Viruses and Phage Flashcards
How are viruses different than cells?
Require host for replication, energy metabolism, and protein synthesis.
What are the five steps in viral lifecycle?
- Attachment
- Penetration
- Synthesis
- Maturation
- Release
What are the three types of viral symmetry?
Helical
Icosahedral
Complex
What is the difference between lytic and lysogenic lifestyles?
Lytic kills the host.
Lysogenic is dormant.
What are examples of subviral entities?
Defective viruses, viroids, and prions.
How can viruses be sorted?
They are classified based on the host(s) they infect such as animal, plant, bacteria (called bacteriophages), archaea (called archaeaphages), and other eukaryotes.
What do viruses require a host cell for?
Replication, energy, metabolic intermediates, protein synthesis.
Which is more abundant, living cells or viruses?
Viruses, by 10-fold
How are viruses classified?
There are two types of classification: Baltimore Classification and ICTV Classification.
What is the Baltimore Classification based on and what are its 7 classes?
It is based on genome and mRNA production methods.
- Double-stranded DNA genome
- Single-stranded DNA genome
- Double-stranded DNA genome
- Single-stranded RNA genome of plus configuration
- Single-stranded RNA genome of minus configuration
- Single-stranded RNA genome that replicates with DNA intermediate
- Double-stranded DNA genome that replicates with RNA intermediates
What is the ICTV Classification based on and how is it broken down?
It is based on phenotypes such as morphology, nucleic acid, mode of replication, host organisms, and type of disease. Over 3000 types are unclassified, however there are 7 orders with 111 families with >22 subfamilies with >420 genera and >2681 species included.
What is the difference between a capsid, a capsomere, and the nucleocapsid in a virion, or the external virus?

◇ ◇ ◇

**Exercise details**
Resume the flashcards on viruses and phage, starting right after the last card shown.

**Data section**

◇ ◇ ◇

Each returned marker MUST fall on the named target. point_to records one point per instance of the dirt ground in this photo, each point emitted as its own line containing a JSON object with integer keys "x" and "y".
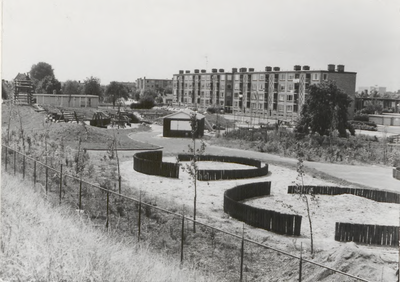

◇ ◇ ◇

**Answer to this exercise**
DNA/RNA is stored inside a “capsid” which si enclosed in proteins called “capsomeres” in a regular pattern. A “nucleocapsid” is DNA/RNA with protein and is located inside the virion.
Note: the virion can be naked or enveloped.
What is an enveloped virus?
Membrane surrounding the nucleocapsid that primarily infects animal cells. The matric between nucleocapsid and envelope filled with proteins and is jelly-like. The lipid bilayer with proteins is embedded. Shape of the envelope is determined by capsomeres. They contribute to host-specificity and attachment to host cells.
What is a naked virus?
Pertain to those that only have nucleocapsid, which is a protein capsid that covers the genome of the virus. It lacks an envelope.
What are the symmetries found in viruses and do all viruses conform to these shapes?
Nucleocapsids are symmetrical because of the arrangement of capsomeres.
- Rods which have helical symmetry and the length is based on length of the nucleic acid.
- Spherical which have icosahedral symmetry (20 triangle faces) and the 60, 180, 240, 420 capsomeres determine the size. Proteins on each face dictate the size. More proteins, the larger it is.
What are complex viruses?
Have both icosahedral and helical features. Mostly bacteriophage. These are not human viruses and generally infect bacteria. They have a head, collar, tail, tail pins, endplate, and tail fibers.
What are examples of enzymes in virions and what do they do?
Adhesion proteins - help find appropriate host cells
Lysozyme - puncture holes in cell walls for infection. Helps break up Beta 1,4 linkages in peptidoglycan
Polymerases - to replicate nucleic acids and to reverse transcriptases turning RNA into DNA
Neuraminidases - break glycoproteins and glycolipids in cell walls to free virions.